[Records from a collection]
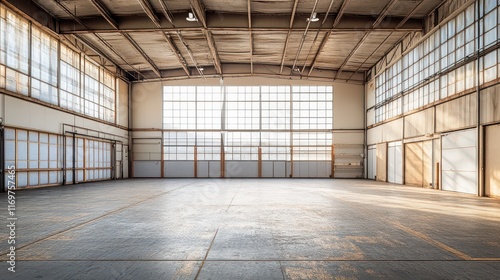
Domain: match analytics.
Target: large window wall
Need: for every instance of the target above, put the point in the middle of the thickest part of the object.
(442, 65)
(237, 123)
(43, 159)
(35, 64)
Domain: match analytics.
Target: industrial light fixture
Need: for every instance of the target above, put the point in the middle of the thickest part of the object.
(313, 18)
(191, 17)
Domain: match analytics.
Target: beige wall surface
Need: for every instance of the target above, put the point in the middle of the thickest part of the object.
(147, 105)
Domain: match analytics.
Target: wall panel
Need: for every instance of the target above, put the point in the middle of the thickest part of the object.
(490, 104)
(419, 124)
(459, 158)
(382, 162)
(492, 161)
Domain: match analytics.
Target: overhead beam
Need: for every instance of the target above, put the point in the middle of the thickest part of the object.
(341, 68)
(75, 18)
(340, 13)
(384, 13)
(170, 42)
(302, 40)
(403, 21)
(260, 70)
(142, 53)
(320, 49)
(166, 11)
(105, 13)
(180, 58)
(199, 9)
(338, 17)
(292, 18)
(374, 25)
(146, 6)
(233, 23)
(322, 44)
(213, 51)
(109, 18)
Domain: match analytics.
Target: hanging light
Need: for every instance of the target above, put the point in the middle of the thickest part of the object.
(191, 17)
(313, 18)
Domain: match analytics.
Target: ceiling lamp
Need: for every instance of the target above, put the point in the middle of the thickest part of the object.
(313, 18)
(191, 17)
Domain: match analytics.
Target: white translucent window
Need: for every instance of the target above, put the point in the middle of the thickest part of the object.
(242, 107)
(312, 107)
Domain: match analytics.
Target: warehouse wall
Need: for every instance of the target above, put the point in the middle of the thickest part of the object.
(447, 136)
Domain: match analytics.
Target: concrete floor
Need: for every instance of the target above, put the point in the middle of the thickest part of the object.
(251, 229)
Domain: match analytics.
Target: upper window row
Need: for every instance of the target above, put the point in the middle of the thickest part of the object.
(35, 64)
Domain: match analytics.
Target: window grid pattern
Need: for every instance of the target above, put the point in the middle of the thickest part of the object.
(312, 108)
(37, 157)
(243, 108)
(85, 87)
(424, 71)
(44, 50)
(97, 160)
(243, 119)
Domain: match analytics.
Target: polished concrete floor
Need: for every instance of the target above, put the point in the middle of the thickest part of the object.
(251, 229)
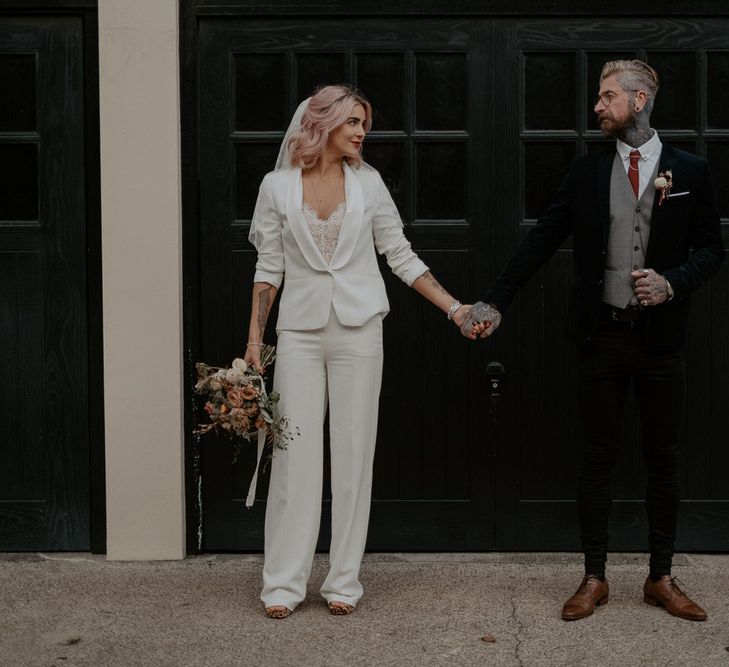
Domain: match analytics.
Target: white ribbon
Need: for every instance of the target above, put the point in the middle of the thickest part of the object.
(252, 488)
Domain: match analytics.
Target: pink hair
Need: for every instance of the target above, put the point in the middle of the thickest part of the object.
(328, 108)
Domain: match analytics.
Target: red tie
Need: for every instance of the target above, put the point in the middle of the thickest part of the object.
(633, 172)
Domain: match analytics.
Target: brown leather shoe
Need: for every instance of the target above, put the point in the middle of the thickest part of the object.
(665, 593)
(592, 592)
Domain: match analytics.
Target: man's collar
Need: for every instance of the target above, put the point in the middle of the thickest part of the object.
(647, 150)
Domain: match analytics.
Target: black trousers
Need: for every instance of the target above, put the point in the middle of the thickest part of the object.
(618, 355)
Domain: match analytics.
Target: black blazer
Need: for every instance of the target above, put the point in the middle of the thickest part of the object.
(581, 207)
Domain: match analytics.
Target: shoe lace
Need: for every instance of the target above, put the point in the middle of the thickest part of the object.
(675, 586)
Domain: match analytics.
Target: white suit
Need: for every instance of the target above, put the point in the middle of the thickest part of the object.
(329, 352)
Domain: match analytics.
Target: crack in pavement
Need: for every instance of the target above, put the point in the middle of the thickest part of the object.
(517, 635)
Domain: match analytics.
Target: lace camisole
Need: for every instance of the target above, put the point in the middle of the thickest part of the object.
(325, 232)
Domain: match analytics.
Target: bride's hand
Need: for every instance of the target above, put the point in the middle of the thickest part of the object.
(253, 356)
(472, 330)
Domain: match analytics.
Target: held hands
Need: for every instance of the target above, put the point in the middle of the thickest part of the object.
(479, 320)
(650, 287)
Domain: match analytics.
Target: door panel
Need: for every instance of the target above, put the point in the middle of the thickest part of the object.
(44, 495)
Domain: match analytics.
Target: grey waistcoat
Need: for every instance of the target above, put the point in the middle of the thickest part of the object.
(630, 227)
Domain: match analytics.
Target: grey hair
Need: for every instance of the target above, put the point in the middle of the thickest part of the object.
(633, 75)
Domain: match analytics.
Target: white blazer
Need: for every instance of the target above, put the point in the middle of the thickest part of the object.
(351, 283)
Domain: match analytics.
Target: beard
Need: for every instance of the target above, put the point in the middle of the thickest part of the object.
(613, 128)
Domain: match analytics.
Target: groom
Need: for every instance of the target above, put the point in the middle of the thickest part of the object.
(646, 234)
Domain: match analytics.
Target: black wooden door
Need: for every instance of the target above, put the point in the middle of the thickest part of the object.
(427, 81)
(475, 123)
(44, 494)
(544, 121)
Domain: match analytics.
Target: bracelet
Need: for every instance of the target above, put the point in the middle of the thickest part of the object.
(454, 307)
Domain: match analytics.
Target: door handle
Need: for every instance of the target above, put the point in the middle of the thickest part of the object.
(495, 373)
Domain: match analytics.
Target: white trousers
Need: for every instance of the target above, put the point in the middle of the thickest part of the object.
(341, 366)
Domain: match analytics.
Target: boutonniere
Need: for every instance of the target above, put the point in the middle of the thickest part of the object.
(663, 184)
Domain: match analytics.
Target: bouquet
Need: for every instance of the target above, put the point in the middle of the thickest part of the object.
(238, 404)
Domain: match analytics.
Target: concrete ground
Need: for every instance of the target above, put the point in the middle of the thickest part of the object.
(426, 609)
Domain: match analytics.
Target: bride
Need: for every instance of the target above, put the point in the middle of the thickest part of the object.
(318, 220)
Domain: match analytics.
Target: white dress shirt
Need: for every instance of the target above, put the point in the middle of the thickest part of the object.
(650, 152)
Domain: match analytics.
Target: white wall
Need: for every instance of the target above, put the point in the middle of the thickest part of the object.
(141, 251)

## DIRECTION
Your copy should hold every record word for word and none of the pictures.

## FULL RESPONSE
Domain: match analytics.
Target: large window wall
Need: for every instance of the target above, put the point in the middle of the thickest part of the object.
(442, 65)
(237, 123)
(43, 159)
(35, 64)
Domain: match analytics.
Target: industrial light fixture
Need: for every instance of the target above, put the point in the middle of the thickest part of the object.
(313, 18)
(191, 17)
Domain: match analytics.
Target: beige wall surface
Need: for every instance of the target above, put the point in the middle of the thickest part of the object.
(147, 105)
Domain: match analytics.
Target: wall panel
Need: for every instance of the target above, put the point in the middle of the thickest part of the object.
(490, 104)
(419, 124)
(459, 158)
(382, 162)
(492, 161)
Domain: match analytics.
Target: overhead beam
Need: for every instance of the target above, put the point in the middle of the thickest part of the object.
(341, 68)
(75, 18)
(340, 13)
(384, 13)
(170, 42)
(302, 40)
(403, 21)
(260, 70)
(142, 53)
(320, 49)
(166, 11)
(105, 13)
(180, 58)
(199, 9)
(338, 17)
(292, 18)
(374, 25)
(146, 6)
(233, 23)
(322, 44)
(213, 51)
(109, 18)
Domain: match analytics.
Target: hanging light
Need: for every instance of the target above, put the point in the middle of the thickest part of the object.
(191, 17)
(313, 18)
Domain: match analytics.
Target: ceiling lamp
Need: for every instance of the target above, put the point in the middle of the thickest part of the object.
(313, 18)
(191, 17)
Domain: match analytics.
Target: white translucent window
Need: for every instance of the target above, put the point in the middle of the thickest part of the object.
(242, 107)
(312, 107)
Domain: match analytics.
Target: warehouse wall
Need: for every instance of the target above, put the point in the middle of the thickest part of the object.
(447, 136)
Domain: match analytics.
Target: concrete floor
Need: for every instance of the target above, put the point in the middle of the thickest part of the object.
(251, 229)
Domain: match analytics.
Target: upper window row
Need: for every instance of the target above, put the point in the middle of the thickest part of the object.
(35, 64)
Domain: match analytics.
Target: window grid pattern
Need: for every instance of the target above, put the point in the middle of the thickest part of the object.
(312, 108)
(37, 157)
(243, 108)
(85, 87)
(424, 71)
(44, 50)
(97, 160)
(243, 119)
Domain: match analytics.
Target: polished concrete floor
Need: for every instance of the target above, put the point in the middle of the thickest part of the object.
(251, 229)
Domain: match analytics.
Target: white ribbon
Need: for every instance of the target above, put the point in the middle of the thickest part of the object.
(252, 488)
Domain: match analytics.
Target: pink hair
Need: for every instance of the target above, put the point in the middle of the thickest part of the object.
(328, 108)
Domain: match analytics.
Target: red tie
Need: for every instance of the target above, put the point in the middle of the thickest part of the object.
(633, 172)
Domain: match analytics.
Target: brown leather shoe
Need: for every instance of the target above, put the point in the middle of the thickest part of the object.
(665, 593)
(592, 592)
Domain: match analytics.
Target: man's collar
Need: for every instance of the target above, put the point in the middle of the thickest part of the object.
(647, 150)
Domain: match analytics.
Target: black trousers
Need: for every instance of the target above, put the point in the middle of the thickest part of the object.
(618, 355)
Domain: match analytics.
Target: black blazer
Need: for every instance of the target above, put the point in the middle of the thickest part of the object.
(581, 207)
Domain: match analytics.
Target: shoe lace
Need: for every instance of the target above, put the point in the middle of the thickest part of the object.
(675, 586)
Domain: match analytics.
Target: white suit
Need: for every instance of the target above, put the point in the middle of the thickest part of the object.
(329, 352)
Domain: match analytics.
Target: crack in pavement
Need: for every instance of the target above, put the point in the middle of the thickest part of the object.
(517, 635)
Domain: match analytics.
Target: lace camisole
Need: for every instance of the target above, put the point in the middle of the thickest part of the object.
(325, 232)
Domain: match analytics.
Target: bride's hand
Need: for every instance of the target above, put the point in the middle of the thickest part of the object.
(253, 356)
(472, 330)
Domain: match analytics.
Target: held hands
Need: for every instance of the target above, put the point in the middle of the thickest part of the object.
(479, 320)
(650, 287)
Domain: match analytics.
Target: door panel
Need: for every instance of the target above, put the point in the middle of the thickest part of the object.
(44, 495)
Domain: match analytics.
Target: grey waistcoat
Need: for every instance of the target above, put the point in the middle of the thickest part of the object.
(630, 227)
Domain: match analytics.
Target: grey hair
Need: for every instance of the target above, put the point in the middle of the thickest part of the object.
(633, 75)
Domain: match analytics.
Target: white blazer
Need: for every instance of the target above, put the point in the middle of the thickest part of the object.
(351, 283)
Domain: match analytics.
Target: beard
Need: for every instance of the target above, put the point in the middle of the thickest part of the object.
(613, 128)
Domain: match analytics.
Target: groom
Need: for every instance of the target above, put the point in the middle of the thickest part of the object.
(646, 234)
Domain: match analytics.
Target: black wooden door
Need: for every instance of the target above, put the point in the middle of the thickest part of the object.
(427, 81)
(475, 123)
(44, 494)
(544, 121)
Domain: match analytics.
Target: bracelet
Need: for every instance of the target above, put the point in the middle of the thickest part of the object.
(454, 307)
Domain: match analytics.
Target: door handle
Need: for every instance of the target above, put the point in the middle of the thickest part of the object.
(495, 373)
Domain: match analytics.
Target: white trousers
Need: for every instance of the target above, put the point in the middle of the thickest part of the object.
(341, 366)
Domain: match analytics.
Target: boutonniere
Need: for every instance of the target above, put the point in the middle of the thickest part of the object.
(663, 184)
Domain: match analytics.
Target: bouquet
Need: for every instance of the target above, put the point in the middle of the thickest part of the object.
(238, 404)
Domain: match analytics.
Target: concrete ground
Need: for every instance of the target above, put the point in the middle of the thickest part of the object.
(426, 609)
Domain: match analytics.
Target: bride
Need: for every instance of the target above, put the point in the middle of the thickest part of the object.
(318, 220)
Domain: match analytics.
Target: white dress shirt
Need: for every instance of the target above, put the point in the middle of the thickest part of the object.
(650, 152)
Domain: match analytics.
Target: white wall
Need: for every instance of the target above, put the point in the middle of the thickest part of the object.
(141, 251)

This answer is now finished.